[Entries taken from a collection]

----

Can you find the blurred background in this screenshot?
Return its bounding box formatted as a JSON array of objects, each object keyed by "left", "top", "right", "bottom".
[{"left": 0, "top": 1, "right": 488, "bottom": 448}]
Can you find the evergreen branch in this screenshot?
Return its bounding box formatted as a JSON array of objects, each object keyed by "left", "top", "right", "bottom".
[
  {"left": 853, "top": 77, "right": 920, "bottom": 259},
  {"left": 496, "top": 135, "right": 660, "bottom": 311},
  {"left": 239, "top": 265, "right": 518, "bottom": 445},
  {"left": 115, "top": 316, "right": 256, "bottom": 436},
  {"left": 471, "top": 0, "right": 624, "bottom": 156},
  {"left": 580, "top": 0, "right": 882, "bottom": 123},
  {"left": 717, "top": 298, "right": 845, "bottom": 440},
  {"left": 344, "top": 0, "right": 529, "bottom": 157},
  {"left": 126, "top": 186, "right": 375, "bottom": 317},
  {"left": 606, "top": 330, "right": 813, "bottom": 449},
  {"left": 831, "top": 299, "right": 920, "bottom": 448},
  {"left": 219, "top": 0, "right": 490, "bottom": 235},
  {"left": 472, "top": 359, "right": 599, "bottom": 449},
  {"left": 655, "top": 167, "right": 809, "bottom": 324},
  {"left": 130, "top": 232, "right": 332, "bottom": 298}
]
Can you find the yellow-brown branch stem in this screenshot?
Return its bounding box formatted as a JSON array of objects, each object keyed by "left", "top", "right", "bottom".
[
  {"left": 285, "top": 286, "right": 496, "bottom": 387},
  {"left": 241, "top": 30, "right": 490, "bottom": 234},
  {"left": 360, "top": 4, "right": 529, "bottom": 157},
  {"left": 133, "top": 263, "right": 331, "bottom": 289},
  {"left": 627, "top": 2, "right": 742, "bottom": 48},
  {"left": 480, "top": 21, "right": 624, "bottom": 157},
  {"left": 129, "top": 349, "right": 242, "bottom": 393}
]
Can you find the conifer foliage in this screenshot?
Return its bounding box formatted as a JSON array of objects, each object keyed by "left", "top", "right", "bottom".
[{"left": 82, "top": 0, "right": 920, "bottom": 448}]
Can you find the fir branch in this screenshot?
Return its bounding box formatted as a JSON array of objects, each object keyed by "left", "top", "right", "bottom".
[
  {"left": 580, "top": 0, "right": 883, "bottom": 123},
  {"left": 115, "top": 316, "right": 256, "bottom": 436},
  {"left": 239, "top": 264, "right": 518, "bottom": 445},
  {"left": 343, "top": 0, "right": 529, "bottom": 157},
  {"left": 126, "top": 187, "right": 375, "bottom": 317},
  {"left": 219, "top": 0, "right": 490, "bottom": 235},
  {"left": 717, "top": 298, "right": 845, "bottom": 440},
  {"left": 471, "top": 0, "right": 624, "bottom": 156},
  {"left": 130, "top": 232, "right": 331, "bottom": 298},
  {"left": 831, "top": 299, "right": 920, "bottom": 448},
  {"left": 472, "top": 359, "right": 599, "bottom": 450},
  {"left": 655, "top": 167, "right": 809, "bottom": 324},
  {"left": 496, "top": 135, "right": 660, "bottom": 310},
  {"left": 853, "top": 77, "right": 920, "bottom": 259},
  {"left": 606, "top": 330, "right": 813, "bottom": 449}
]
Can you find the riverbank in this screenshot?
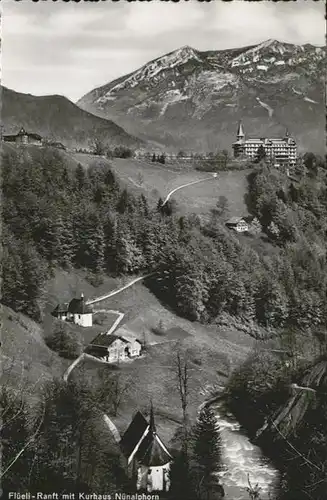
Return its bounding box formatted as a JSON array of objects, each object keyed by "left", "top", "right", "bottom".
[
  {"left": 200, "top": 390, "right": 279, "bottom": 500},
  {"left": 214, "top": 402, "right": 279, "bottom": 500}
]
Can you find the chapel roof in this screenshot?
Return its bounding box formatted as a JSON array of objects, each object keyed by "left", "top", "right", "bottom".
[
  {"left": 68, "top": 296, "right": 92, "bottom": 314},
  {"left": 120, "top": 406, "right": 172, "bottom": 467}
]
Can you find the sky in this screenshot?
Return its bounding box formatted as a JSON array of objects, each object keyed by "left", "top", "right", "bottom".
[{"left": 1, "top": 0, "right": 325, "bottom": 102}]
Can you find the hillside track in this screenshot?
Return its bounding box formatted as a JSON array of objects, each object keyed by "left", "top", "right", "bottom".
[{"left": 162, "top": 173, "right": 217, "bottom": 205}]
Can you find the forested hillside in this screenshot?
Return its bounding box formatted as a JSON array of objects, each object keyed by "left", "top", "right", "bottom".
[
  {"left": 3, "top": 147, "right": 327, "bottom": 330},
  {"left": 2, "top": 145, "right": 327, "bottom": 497},
  {"left": 226, "top": 156, "right": 327, "bottom": 500},
  {"left": 1, "top": 86, "right": 142, "bottom": 150}
]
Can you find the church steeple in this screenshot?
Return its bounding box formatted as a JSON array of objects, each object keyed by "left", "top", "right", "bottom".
[
  {"left": 236, "top": 120, "right": 245, "bottom": 141},
  {"left": 149, "top": 400, "right": 156, "bottom": 434}
]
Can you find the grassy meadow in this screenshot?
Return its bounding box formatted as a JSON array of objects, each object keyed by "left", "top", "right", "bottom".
[{"left": 72, "top": 153, "right": 250, "bottom": 216}]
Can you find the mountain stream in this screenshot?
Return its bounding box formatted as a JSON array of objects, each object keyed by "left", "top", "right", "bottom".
[{"left": 213, "top": 403, "right": 279, "bottom": 500}]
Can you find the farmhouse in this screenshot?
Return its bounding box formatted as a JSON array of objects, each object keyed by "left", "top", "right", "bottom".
[
  {"left": 225, "top": 216, "right": 249, "bottom": 232},
  {"left": 87, "top": 333, "right": 142, "bottom": 363},
  {"left": 120, "top": 404, "right": 172, "bottom": 492},
  {"left": 46, "top": 140, "right": 66, "bottom": 150},
  {"left": 52, "top": 293, "right": 93, "bottom": 327},
  {"left": 3, "top": 127, "right": 43, "bottom": 146},
  {"left": 52, "top": 302, "right": 69, "bottom": 322}
]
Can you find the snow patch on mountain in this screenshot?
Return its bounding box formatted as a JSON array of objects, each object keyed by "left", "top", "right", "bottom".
[
  {"left": 159, "top": 89, "right": 188, "bottom": 116},
  {"left": 256, "top": 97, "right": 274, "bottom": 117},
  {"left": 189, "top": 71, "right": 238, "bottom": 118},
  {"left": 257, "top": 65, "right": 268, "bottom": 71},
  {"left": 195, "top": 71, "right": 237, "bottom": 91},
  {"left": 232, "top": 39, "right": 284, "bottom": 64}
]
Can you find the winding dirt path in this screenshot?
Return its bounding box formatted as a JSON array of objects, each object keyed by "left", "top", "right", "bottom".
[
  {"left": 162, "top": 173, "right": 218, "bottom": 206},
  {"left": 86, "top": 274, "right": 153, "bottom": 305}
]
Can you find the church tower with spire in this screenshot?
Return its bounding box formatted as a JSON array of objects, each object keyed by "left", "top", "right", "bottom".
[
  {"left": 236, "top": 120, "right": 245, "bottom": 142},
  {"left": 120, "top": 403, "right": 172, "bottom": 492},
  {"left": 232, "top": 120, "right": 246, "bottom": 158}
]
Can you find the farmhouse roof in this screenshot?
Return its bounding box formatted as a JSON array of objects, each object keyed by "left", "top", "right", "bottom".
[
  {"left": 16, "top": 127, "right": 43, "bottom": 140},
  {"left": 226, "top": 216, "right": 246, "bottom": 225},
  {"left": 48, "top": 141, "right": 66, "bottom": 149},
  {"left": 90, "top": 334, "right": 129, "bottom": 348},
  {"left": 113, "top": 326, "right": 142, "bottom": 344},
  {"left": 53, "top": 302, "right": 69, "bottom": 314},
  {"left": 3, "top": 134, "right": 17, "bottom": 141}
]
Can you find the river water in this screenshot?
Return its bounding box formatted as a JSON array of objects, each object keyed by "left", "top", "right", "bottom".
[{"left": 213, "top": 404, "right": 279, "bottom": 500}]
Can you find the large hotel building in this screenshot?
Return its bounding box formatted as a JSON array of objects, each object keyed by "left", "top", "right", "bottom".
[{"left": 232, "top": 121, "right": 297, "bottom": 167}]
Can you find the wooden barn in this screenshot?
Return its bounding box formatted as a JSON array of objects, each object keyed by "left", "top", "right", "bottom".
[{"left": 87, "top": 333, "right": 142, "bottom": 363}]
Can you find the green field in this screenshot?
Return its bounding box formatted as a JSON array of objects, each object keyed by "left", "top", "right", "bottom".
[
  {"left": 4, "top": 145, "right": 250, "bottom": 217},
  {"left": 110, "top": 158, "right": 251, "bottom": 216},
  {"left": 72, "top": 154, "right": 251, "bottom": 216}
]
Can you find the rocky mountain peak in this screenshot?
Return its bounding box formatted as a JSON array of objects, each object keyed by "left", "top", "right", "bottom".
[{"left": 78, "top": 40, "right": 325, "bottom": 154}]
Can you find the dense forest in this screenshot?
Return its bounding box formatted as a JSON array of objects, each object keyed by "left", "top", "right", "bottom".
[
  {"left": 3, "top": 147, "right": 327, "bottom": 333},
  {"left": 2, "top": 146, "right": 327, "bottom": 498}
]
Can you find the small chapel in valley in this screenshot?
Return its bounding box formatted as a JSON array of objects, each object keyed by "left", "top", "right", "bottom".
[
  {"left": 52, "top": 292, "right": 93, "bottom": 327},
  {"left": 120, "top": 404, "right": 172, "bottom": 493}
]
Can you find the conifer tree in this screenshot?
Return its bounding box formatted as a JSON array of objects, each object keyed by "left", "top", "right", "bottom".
[
  {"left": 116, "top": 189, "right": 129, "bottom": 214},
  {"left": 192, "top": 406, "right": 223, "bottom": 500},
  {"left": 75, "top": 163, "right": 86, "bottom": 191},
  {"left": 45, "top": 322, "right": 82, "bottom": 359},
  {"left": 169, "top": 450, "right": 197, "bottom": 500},
  {"left": 255, "top": 145, "right": 266, "bottom": 163},
  {"left": 157, "top": 197, "right": 164, "bottom": 212}
]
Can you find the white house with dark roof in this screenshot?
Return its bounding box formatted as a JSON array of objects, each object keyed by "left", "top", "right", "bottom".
[
  {"left": 120, "top": 404, "right": 172, "bottom": 492},
  {"left": 225, "top": 216, "right": 249, "bottom": 232},
  {"left": 52, "top": 293, "right": 93, "bottom": 327}
]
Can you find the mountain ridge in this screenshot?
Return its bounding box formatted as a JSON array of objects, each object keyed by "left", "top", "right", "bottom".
[
  {"left": 78, "top": 39, "right": 325, "bottom": 153},
  {"left": 1, "top": 86, "right": 143, "bottom": 150}
]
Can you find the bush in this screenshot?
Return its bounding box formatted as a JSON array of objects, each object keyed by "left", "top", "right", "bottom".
[
  {"left": 151, "top": 319, "right": 166, "bottom": 336},
  {"left": 93, "top": 312, "right": 107, "bottom": 326},
  {"left": 45, "top": 322, "right": 83, "bottom": 359},
  {"left": 86, "top": 272, "right": 104, "bottom": 287},
  {"left": 226, "top": 350, "right": 294, "bottom": 435}
]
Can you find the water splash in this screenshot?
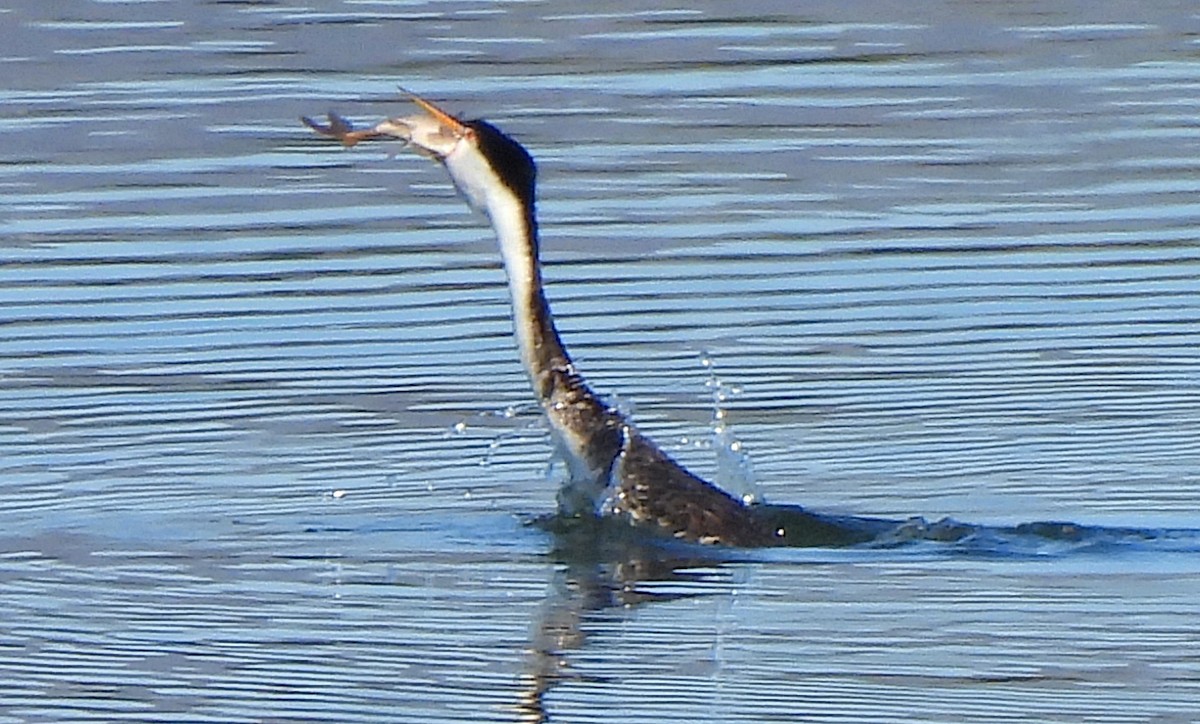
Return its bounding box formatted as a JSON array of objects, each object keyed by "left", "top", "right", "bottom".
[
  {"left": 441, "top": 403, "right": 549, "bottom": 469},
  {"left": 701, "top": 352, "right": 762, "bottom": 506}
]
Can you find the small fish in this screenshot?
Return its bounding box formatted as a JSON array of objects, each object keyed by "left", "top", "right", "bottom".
[{"left": 300, "top": 111, "right": 385, "bottom": 147}]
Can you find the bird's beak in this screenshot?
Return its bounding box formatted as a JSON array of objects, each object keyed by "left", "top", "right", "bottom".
[
  {"left": 372, "top": 93, "right": 474, "bottom": 160},
  {"left": 302, "top": 92, "right": 472, "bottom": 160}
]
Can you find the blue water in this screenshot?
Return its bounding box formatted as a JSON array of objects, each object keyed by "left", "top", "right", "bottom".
[{"left": 2, "top": 1, "right": 1199, "bottom": 722}]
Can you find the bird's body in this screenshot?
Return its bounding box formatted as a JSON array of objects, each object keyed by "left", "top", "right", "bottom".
[{"left": 304, "top": 97, "right": 882, "bottom": 547}]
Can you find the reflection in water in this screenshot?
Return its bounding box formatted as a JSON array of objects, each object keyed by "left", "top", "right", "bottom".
[
  {"left": 516, "top": 525, "right": 742, "bottom": 723},
  {"left": 513, "top": 515, "right": 1200, "bottom": 722}
]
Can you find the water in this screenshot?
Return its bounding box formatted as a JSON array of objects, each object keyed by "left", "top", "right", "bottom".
[{"left": 3, "top": 1, "right": 1200, "bottom": 721}]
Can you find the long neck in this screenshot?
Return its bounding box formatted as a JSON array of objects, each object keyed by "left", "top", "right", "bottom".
[
  {"left": 489, "top": 197, "right": 571, "bottom": 402},
  {"left": 489, "top": 192, "right": 626, "bottom": 510}
]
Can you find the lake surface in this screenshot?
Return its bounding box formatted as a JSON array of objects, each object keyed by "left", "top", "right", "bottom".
[{"left": 3, "top": 1, "right": 1200, "bottom": 721}]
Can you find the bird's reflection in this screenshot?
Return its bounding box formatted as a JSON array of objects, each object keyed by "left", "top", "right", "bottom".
[
  {"left": 508, "top": 511, "right": 1195, "bottom": 721},
  {"left": 514, "top": 517, "right": 745, "bottom": 723}
]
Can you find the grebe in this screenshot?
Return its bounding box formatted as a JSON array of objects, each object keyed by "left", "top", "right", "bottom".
[{"left": 303, "top": 94, "right": 880, "bottom": 547}]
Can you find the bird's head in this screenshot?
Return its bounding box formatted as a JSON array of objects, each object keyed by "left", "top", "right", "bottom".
[
  {"left": 303, "top": 94, "right": 536, "bottom": 217},
  {"left": 303, "top": 93, "right": 540, "bottom": 252}
]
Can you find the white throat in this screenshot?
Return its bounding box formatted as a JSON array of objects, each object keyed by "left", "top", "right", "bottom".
[{"left": 443, "top": 145, "right": 544, "bottom": 385}]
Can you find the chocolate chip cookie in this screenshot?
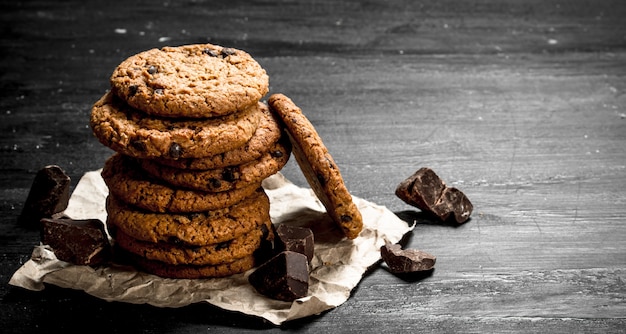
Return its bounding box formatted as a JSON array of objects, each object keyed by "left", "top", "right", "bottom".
[
  {"left": 110, "top": 43, "right": 269, "bottom": 118},
  {"left": 153, "top": 103, "right": 285, "bottom": 170},
  {"left": 101, "top": 153, "right": 262, "bottom": 213},
  {"left": 122, "top": 250, "right": 257, "bottom": 279},
  {"left": 106, "top": 188, "right": 270, "bottom": 246},
  {"left": 110, "top": 219, "right": 273, "bottom": 266},
  {"left": 268, "top": 93, "right": 363, "bottom": 239},
  {"left": 138, "top": 138, "right": 290, "bottom": 192},
  {"left": 90, "top": 92, "right": 262, "bottom": 159}
]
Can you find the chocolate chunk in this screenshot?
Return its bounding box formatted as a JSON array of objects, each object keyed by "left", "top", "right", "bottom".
[
  {"left": 395, "top": 167, "right": 473, "bottom": 224},
  {"left": 248, "top": 251, "right": 309, "bottom": 302},
  {"left": 40, "top": 218, "right": 111, "bottom": 266},
  {"left": 147, "top": 65, "right": 157, "bottom": 74},
  {"left": 128, "top": 85, "right": 139, "bottom": 96},
  {"left": 131, "top": 139, "right": 147, "bottom": 152},
  {"left": 168, "top": 142, "right": 182, "bottom": 159},
  {"left": 19, "top": 165, "right": 71, "bottom": 226},
  {"left": 222, "top": 167, "right": 236, "bottom": 182},
  {"left": 208, "top": 178, "right": 222, "bottom": 189},
  {"left": 202, "top": 48, "right": 219, "bottom": 57},
  {"left": 221, "top": 48, "right": 237, "bottom": 57},
  {"left": 275, "top": 224, "right": 314, "bottom": 262},
  {"left": 380, "top": 241, "right": 436, "bottom": 273},
  {"left": 270, "top": 150, "right": 284, "bottom": 158}
]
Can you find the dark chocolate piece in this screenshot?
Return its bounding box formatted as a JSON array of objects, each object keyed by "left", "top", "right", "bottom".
[
  {"left": 19, "top": 165, "right": 71, "bottom": 226},
  {"left": 275, "top": 224, "right": 314, "bottom": 262},
  {"left": 248, "top": 251, "right": 309, "bottom": 302},
  {"left": 395, "top": 167, "right": 473, "bottom": 224},
  {"left": 40, "top": 218, "right": 110, "bottom": 266},
  {"left": 380, "top": 242, "right": 436, "bottom": 273}
]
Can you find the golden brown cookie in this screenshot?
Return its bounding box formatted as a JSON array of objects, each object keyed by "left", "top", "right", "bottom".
[
  {"left": 101, "top": 153, "right": 262, "bottom": 213},
  {"left": 153, "top": 103, "right": 285, "bottom": 170},
  {"left": 105, "top": 189, "right": 270, "bottom": 246},
  {"left": 268, "top": 93, "right": 363, "bottom": 239},
  {"left": 138, "top": 139, "right": 290, "bottom": 192},
  {"left": 110, "top": 43, "right": 269, "bottom": 118},
  {"left": 90, "top": 92, "right": 262, "bottom": 159},
  {"left": 119, "top": 248, "right": 257, "bottom": 279},
  {"left": 111, "top": 219, "right": 272, "bottom": 266}
]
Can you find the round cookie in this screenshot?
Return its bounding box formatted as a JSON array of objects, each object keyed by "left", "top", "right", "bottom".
[
  {"left": 154, "top": 103, "right": 285, "bottom": 170},
  {"left": 106, "top": 189, "right": 270, "bottom": 246},
  {"left": 120, "top": 248, "right": 257, "bottom": 279},
  {"left": 110, "top": 43, "right": 269, "bottom": 118},
  {"left": 111, "top": 220, "right": 273, "bottom": 266},
  {"left": 90, "top": 92, "right": 262, "bottom": 159},
  {"left": 101, "top": 153, "right": 262, "bottom": 213},
  {"left": 268, "top": 93, "right": 363, "bottom": 239},
  {"left": 138, "top": 139, "right": 290, "bottom": 192}
]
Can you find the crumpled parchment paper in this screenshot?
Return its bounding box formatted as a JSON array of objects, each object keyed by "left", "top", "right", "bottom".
[{"left": 10, "top": 170, "right": 413, "bottom": 325}]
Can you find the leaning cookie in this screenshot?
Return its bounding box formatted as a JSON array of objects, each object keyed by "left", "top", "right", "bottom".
[
  {"left": 90, "top": 92, "right": 261, "bottom": 159},
  {"left": 105, "top": 189, "right": 270, "bottom": 246},
  {"left": 268, "top": 93, "right": 363, "bottom": 239},
  {"left": 110, "top": 43, "right": 269, "bottom": 118},
  {"left": 101, "top": 153, "right": 262, "bottom": 213},
  {"left": 154, "top": 103, "right": 285, "bottom": 170},
  {"left": 110, "top": 219, "right": 272, "bottom": 266},
  {"left": 138, "top": 139, "right": 290, "bottom": 192}
]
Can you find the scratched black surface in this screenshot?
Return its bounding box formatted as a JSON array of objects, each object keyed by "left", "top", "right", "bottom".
[{"left": 1, "top": 1, "right": 625, "bottom": 333}]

----

- [Work order]
What is asked for is an exact copy of the lines above from the one containing "Can you find the rocky" through the one containing "Can you find the mountain ridge", and only those.

- [Reply]
Can you find the rocky mountain peak in this screenshot?
Return its bounding box formatted as a JSON array of objects, each object keyed by "left", "top", "right", "bottom".
[{"left": 78, "top": 40, "right": 325, "bottom": 154}]
Can you find the dense forest in this screenshot?
Return its bounding box formatted as a JSON array of objects, each object keyed by "left", "top", "right", "bottom".
[
  {"left": 3, "top": 147, "right": 327, "bottom": 333},
  {"left": 2, "top": 146, "right": 327, "bottom": 498}
]
Can you find the small chapel in valley in this screenshot?
Return its bounding box formatted as a JSON array of objects, each object keyed by "left", "top", "right", "bottom".
[
  {"left": 52, "top": 292, "right": 93, "bottom": 327},
  {"left": 120, "top": 404, "right": 172, "bottom": 493}
]
Can you find the conifer tree in this screenshot?
Return its bounding box formatted as a JSON array of objects, each object keyed by "left", "top", "right", "bottom".
[
  {"left": 116, "top": 189, "right": 129, "bottom": 214},
  {"left": 192, "top": 406, "right": 223, "bottom": 500},
  {"left": 75, "top": 163, "right": 86, "bottom": 191},
  {"left": 45, "top": 322, "right": 82, "bottom": 359},
  {"left": 169, "top": 450, "right": 197, "bottom": 500},
  {"left": 255, "top": 145, "right": 266, "bottom": 163},
  {"left": 157, "top": 197, "right": 164, "bottom": 212}
]
Can you find the white house with dark roof in this screenshot?
Return its bounding box formatted as a JSON array of objects, each object keyed by "left", "top", "right", "bottom".
[
  {"left": 120, "top": 404, "right": 172, "bottom": 492},
  {"left": 225, "top": 216, "right": 249, "bottom": 232},
  {"left": 52, "top": 293, "right": 93, "bottom": 327}
]
Can you find the mountain ridge in this screenshot?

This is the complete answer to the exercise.